■ **The task**
Copy each line of the records below that mentions the word "roof".

■ **Records for this exercise**
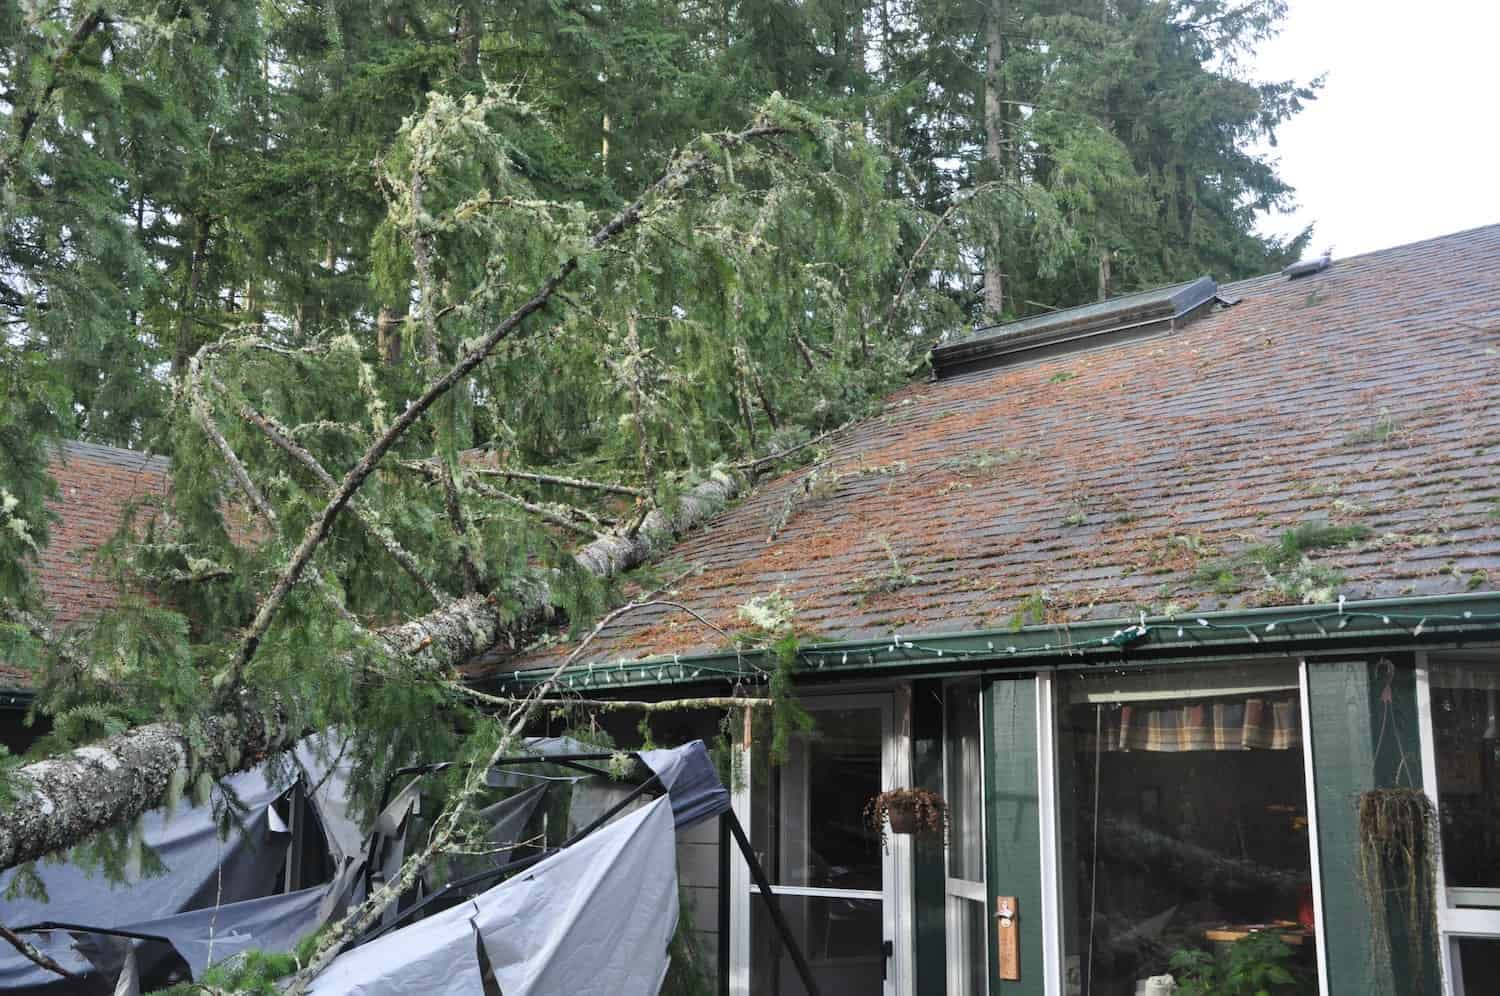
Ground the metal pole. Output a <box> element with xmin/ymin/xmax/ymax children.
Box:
<box><xmin>722</xmin><ymin>809</ymin><xmax>822</xmax><ymax>996</ymax></box>
<box><xmin>718</xmin><ymin>815</ymin><xmax>731</xmax><ymax>996</ymax></box>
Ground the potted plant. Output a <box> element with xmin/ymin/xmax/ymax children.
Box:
<box><xmin>865</xmin><ymin>787</ymin><xmax>947</xmax><ymax>849</ymax></box>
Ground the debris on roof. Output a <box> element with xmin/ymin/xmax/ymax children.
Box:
<box><xmin>1282</xmin><ymin>253</ymin><xmax>1333</xmax><ymax>279</ymax></box>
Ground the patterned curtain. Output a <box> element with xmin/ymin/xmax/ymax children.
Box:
<box><xmin>1103</xmin><ymin>693</ymin><xmax>1301</xmax><ymax>752</ymax></box>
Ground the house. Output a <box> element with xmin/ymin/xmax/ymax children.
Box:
<box><xmin>0</xmin><ymin>440</ymin><xmax>170</xmax><ymax>754</ymax></box>
<box><xmin>482</xmin><ymin>225</ymin><xmax>1500</xmax><ymax>996</ymax></box>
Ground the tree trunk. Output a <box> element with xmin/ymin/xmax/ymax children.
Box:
<box><xmin>0</xmin><ymin>470</ymin><xmax>742</xmax><ymax>871</ymax></box>
<box><xmin>458</xmin><ymin>1</ymin><xmax>481</xmax><ymax>69</ymax></box>
<box><xmin>376</xmin><ymin>304</ymin><xmax>405</xmax><ymax>366</ymax></box>
<box><xmin>1097</xmin><ymin>247</ymin><xmax>1111</xmax><ymax>302</ymax></box>
<box><xmin>982</xmin><ymin>0</ymin><xmax>1008</xmax><ymax>321</ymax></box>
<box><xmin>172</xmin><ymin>215</ymin><xmax>212</xmax><ymax>377</ymax></box>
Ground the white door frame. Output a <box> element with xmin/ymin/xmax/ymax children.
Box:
<box><xmin>1036</xmin><ymin>672</ymin><xmax>1064</xmax><ymax>996</ymax></box>
<box><xmin>729</xmin><ymin>688</ymin><xmax>914</xmax><ymax>996</ymax></box>
<box><xmin>1415</xmin><ymin>652</ymin><xmax>1500</xmax><ymax>996</ymax></box>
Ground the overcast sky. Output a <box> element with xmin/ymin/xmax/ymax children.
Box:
<box><xmin>1248</xmin><ymin>0</ymin><xmax>1500</xmax><ymax>260</ymax></box>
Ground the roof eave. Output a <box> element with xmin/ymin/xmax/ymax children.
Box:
<box><xmin>488</xmin><ymin>591</ymin><xmax>1500</xmax><ymax>694</ymax></box>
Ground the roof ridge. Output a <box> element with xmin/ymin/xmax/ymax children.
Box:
<box><xmin>1222</xmin><ymin>221</ymin><xmax>1500</xmax><ymax>294</ymax></box>
<box><xmin>56</xmin><ymin>439</ymin><xmax>171</xmax><ymax>475</ymax></box>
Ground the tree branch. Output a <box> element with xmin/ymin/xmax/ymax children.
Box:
<box><xmin>0</xmin><ymin>7</ymin><xmax>107</xmax><ymax>195</ymax></box>
<box><xmin>0</xmin><ymin>471</ymin><xmax>741</xmax><ymax>873</ymax></box>
<box><xmin>284</xmin><ymin>573</ymin><xmax>703</xmax><ymax>993</ymax></box>
<box><xmin>453</xmin><ymin>685</ymin><xmax>773</xmax><ymax>713</ymax></box>
<box><xmin>885</xmin><ymin>181</ymin><xmax>1000</xmax><ymax>336</ymax></box>
<box><xmin>219</xmin><ymin>120</ymin><xmax>786</xmax><ymax>696</ymax></box>
<box><xmin>464</xmin><ymin>478</ymin><xmax>603</xmax><ymax>539</ymax></box>
<box><xmin>442</xmin><ymin>464</ymin><xmax>647</xmax><ymax>499</ymax></box>
<box><xmin>0</xmin><ymin>923</ymin><xmax>76</xmax><ymax>980</ymax></box>
<box><xmin>212</xmin><ymin>380</ymin><xmax>445</xmax><ymax>604</ymax></box>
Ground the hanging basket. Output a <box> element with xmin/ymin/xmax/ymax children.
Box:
<box><xmin>886</xmin><ymin>800</ymin><xmax>920</xmax><ymax>834</ymax></box>
<box><xmin>864</xmin><ymin>788</ymin><xmax>947</xmax><ymax>849</ymax></box>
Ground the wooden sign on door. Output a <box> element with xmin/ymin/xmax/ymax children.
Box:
<box><xmin>996</xmin><ymin>895</ymin><xmax>1020</xmax><ymax>980</ymax></box>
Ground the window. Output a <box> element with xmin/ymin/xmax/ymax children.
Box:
<box><xmin>1055</xmin><ymin>664</ymin><xmax>1319</xmax><ymax>995</ymax></box>
<box><xmin>944</xmin><ymin>679</ymin><xmax>987</xmax><ymax>995</ymax></box>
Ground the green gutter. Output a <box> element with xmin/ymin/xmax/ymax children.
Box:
<box><xmin>488</xmin><ymin>592</ymin><xmax>1500</xmax><ymax>694</ymax></box>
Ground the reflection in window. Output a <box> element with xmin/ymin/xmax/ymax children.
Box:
<box><xmin>1429</xmin><ymin>658</ymin><xmax>1500</xmax><ymax>892</ymax></box>
<box><xmin>946</xmin><ymin>679</ymin><xmax>985</xmax><ymax>882</ymax></box>
<box><xmin>1057</xmin><ymin>665</ymin><xmax>1319</xmax><ymax>995</ymax></box>
<box><xmin>944</xmin><ymin>679</ymin><xmax>988</xmax><ymax>995</ymax></box>
<box><xmin>748</xmin><ymin>707</ymin><xmax>883</xmax><ymax>891</ymax></box>
<box><xmin>750</xmin><ymin>894</ymin><xmax>884</xmax><ymax>995</ymax></box>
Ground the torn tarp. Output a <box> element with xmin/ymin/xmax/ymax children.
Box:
<box><xmin>75</xmin><ymin>883</ymin><xmax>328</xmax><ymax>982</ymax></box>
<box><xmin>306</xmin><ymin>891</ymin><xmax>486</xmax><ymax>996</ymax></box>
<box><xmin>312</xmin><ymin>795</ymin><xmax>680</xmax><ymax>996</ymax></box>
<box><xmin>639</xmin><ymin>739</ymin><xmax>731</xmax><ymax>829</ymax></box>
<box><xmin>478</xmin><ymin>794</ymin><xmax>679</xmax><ymax>996</ymax></box>
<box><xmin>0</xmin><ymin>764</ymin><xmax>292</xmax><ymax>992</ymax></box>
<box><xmin>295</xmin><ymin>735</ymin><xmax>363</xmax><ymax>865</ymax></box>
<box><xmin>491</xmin><ymin>737</ymin><xmax>730</xmax><ymax>832</ymax></box>
<box><xmin>0</xmin><ymin>737</ymin><xmax>362</xmax><ymax>993</ymax></box>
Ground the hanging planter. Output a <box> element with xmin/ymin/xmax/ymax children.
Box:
<box><xmin>1356</xmin><ymin>786</ymin><xmax>1439</xmax><ymax>992</ymax></box>
<box><xmin>865</xmin><ymin>787</ymin><xmax>947</xmax><ymax>850</ymax></box>
<box><xmin>1353</xmin><ymin>659</ymin><xmax>1441</xmax><ymax>993</ymax></box>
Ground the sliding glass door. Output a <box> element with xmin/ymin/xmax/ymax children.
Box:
<box><xmin>1418</xmin><ymin>652</ymin><xmax>1500</xmax><ymax>996</ymax></box>
<box><xmin>736</xmin><ymin>693</ymin><xmax>901</xmax><ymax>996</ymax></box>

■ **Answer**
Ground the debris on roof. Output a <box> element with xmin/ymin/xmax/ymax children.
Ground the roof eave. Output a <box> element with xmin/ymin/xmax/ymax children.
Ground the roof ridge. Output a <box> element with xmin/ymin/xmax/ymax children.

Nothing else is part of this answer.